START Input records

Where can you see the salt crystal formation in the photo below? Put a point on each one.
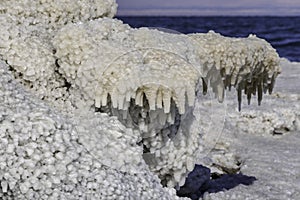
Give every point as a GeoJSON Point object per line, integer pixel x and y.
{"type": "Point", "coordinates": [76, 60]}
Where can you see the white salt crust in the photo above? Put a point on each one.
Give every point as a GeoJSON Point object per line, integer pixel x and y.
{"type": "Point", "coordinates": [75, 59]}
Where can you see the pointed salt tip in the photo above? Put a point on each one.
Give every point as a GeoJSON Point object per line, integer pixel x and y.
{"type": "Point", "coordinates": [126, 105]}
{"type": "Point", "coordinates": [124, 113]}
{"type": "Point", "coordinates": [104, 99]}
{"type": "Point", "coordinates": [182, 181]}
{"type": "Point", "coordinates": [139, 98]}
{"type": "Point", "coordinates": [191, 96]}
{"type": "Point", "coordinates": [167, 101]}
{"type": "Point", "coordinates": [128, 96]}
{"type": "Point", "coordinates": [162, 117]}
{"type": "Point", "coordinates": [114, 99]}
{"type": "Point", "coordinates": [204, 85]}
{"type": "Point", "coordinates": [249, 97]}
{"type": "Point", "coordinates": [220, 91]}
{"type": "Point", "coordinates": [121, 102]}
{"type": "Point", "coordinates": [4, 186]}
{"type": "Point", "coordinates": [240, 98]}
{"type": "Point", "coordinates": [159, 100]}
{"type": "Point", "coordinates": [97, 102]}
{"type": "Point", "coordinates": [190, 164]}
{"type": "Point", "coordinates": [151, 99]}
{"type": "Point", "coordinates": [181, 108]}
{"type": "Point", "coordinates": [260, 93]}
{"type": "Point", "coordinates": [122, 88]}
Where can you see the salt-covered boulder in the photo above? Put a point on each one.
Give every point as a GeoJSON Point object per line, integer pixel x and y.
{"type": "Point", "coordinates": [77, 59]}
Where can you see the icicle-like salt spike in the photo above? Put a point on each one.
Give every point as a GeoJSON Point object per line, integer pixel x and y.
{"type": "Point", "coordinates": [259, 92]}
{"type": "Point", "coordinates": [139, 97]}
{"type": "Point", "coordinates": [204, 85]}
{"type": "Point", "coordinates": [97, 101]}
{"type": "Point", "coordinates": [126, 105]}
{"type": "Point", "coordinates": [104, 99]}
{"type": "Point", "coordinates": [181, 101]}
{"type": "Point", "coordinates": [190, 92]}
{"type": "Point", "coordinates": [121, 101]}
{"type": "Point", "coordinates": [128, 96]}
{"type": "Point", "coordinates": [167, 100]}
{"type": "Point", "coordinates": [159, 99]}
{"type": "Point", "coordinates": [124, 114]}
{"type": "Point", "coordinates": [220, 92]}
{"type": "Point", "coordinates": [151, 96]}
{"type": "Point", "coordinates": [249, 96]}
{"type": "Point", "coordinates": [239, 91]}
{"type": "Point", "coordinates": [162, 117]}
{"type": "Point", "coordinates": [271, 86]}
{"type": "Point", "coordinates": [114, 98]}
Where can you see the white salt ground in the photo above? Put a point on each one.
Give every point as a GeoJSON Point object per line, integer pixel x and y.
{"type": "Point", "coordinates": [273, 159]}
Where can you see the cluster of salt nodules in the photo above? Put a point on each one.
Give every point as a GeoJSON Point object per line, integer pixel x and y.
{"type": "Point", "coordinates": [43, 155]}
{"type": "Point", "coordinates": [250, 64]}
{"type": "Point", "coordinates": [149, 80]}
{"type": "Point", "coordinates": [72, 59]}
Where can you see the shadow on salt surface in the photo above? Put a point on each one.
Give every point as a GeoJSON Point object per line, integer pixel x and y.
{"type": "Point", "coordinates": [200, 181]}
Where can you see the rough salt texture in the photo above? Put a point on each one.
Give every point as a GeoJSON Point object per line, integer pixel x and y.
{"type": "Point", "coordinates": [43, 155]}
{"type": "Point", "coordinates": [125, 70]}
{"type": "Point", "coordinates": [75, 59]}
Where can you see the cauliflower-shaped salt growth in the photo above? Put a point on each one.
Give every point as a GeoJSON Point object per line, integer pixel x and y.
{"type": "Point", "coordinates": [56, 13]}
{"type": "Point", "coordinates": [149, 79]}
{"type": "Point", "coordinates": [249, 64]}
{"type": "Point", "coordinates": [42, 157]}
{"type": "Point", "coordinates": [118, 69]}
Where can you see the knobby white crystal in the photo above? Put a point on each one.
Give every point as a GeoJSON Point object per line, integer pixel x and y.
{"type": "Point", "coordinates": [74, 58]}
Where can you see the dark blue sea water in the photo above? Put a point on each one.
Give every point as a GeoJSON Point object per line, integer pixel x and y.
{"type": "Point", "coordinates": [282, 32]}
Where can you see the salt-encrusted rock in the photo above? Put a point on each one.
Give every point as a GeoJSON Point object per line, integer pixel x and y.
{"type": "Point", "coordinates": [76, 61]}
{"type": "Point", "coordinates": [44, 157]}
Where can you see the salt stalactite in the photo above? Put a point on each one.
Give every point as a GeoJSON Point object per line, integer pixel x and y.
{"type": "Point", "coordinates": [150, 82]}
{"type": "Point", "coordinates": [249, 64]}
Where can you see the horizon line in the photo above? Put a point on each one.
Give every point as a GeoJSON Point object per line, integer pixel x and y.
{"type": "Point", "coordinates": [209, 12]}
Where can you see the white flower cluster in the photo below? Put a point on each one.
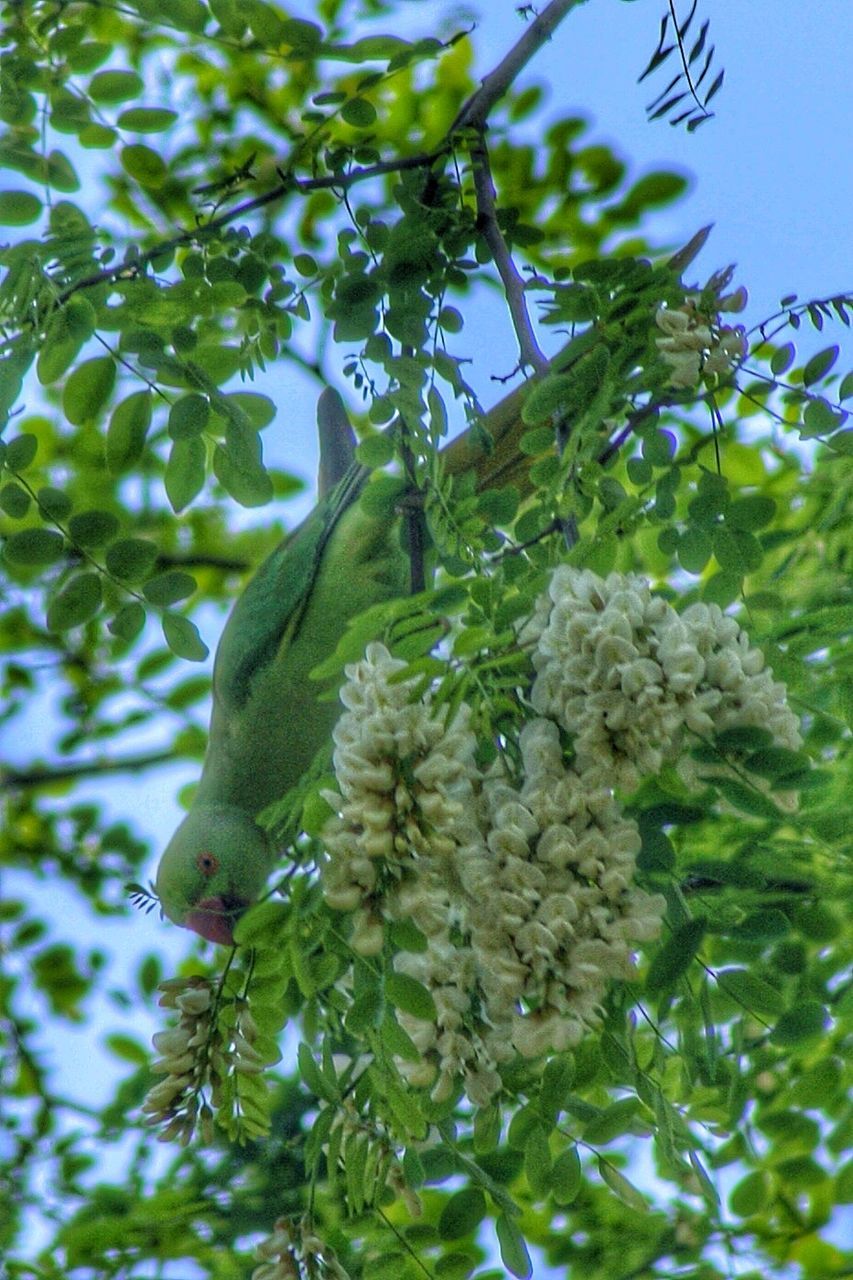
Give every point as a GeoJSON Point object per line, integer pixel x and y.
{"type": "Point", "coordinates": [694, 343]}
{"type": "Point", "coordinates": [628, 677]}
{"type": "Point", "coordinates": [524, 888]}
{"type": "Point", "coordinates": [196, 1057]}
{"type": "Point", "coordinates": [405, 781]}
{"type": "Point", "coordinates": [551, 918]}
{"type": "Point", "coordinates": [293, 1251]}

END Input records
START Input records

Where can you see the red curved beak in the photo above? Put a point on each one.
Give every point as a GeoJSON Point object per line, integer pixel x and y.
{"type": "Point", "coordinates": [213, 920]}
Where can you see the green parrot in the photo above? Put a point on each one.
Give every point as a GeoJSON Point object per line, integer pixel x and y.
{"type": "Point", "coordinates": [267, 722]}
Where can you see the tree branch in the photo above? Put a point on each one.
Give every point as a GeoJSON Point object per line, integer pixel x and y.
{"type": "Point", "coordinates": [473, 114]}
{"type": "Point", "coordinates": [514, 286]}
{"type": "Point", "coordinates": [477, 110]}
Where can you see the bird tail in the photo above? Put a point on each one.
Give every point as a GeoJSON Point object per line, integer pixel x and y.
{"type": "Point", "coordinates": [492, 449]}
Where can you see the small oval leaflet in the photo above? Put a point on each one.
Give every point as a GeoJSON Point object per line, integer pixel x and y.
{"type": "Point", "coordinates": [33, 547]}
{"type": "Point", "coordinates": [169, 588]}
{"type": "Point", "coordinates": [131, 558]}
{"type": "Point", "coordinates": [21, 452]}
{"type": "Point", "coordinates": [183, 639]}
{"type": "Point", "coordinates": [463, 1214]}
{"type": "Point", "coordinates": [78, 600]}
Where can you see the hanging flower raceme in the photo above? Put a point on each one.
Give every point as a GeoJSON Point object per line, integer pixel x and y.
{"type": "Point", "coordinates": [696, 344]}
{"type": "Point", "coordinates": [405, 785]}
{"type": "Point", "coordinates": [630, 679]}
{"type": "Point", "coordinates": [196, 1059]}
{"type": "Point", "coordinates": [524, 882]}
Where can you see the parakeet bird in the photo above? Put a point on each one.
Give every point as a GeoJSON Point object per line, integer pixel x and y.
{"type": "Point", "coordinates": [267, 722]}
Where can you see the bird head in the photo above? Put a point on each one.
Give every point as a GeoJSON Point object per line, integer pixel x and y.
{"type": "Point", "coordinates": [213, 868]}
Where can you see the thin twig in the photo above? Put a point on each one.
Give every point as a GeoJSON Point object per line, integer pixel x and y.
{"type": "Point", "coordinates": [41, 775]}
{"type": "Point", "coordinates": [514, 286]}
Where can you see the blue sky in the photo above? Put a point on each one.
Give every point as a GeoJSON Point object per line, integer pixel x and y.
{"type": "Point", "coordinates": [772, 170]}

END Input records

• [Work task]: Copy out every line in the entries above that holds "white".

• [Answer to the problem]:
Where can you see the white salt crust in the photo above? Put a point on each one.
Where can you see the white salt ground in the photo above? Put a point on each one.
Where can you see the knobby white crystal in the photo above? Put a point on each one.
Where can you see the white flower cluster in the photo below? Put a point on each one.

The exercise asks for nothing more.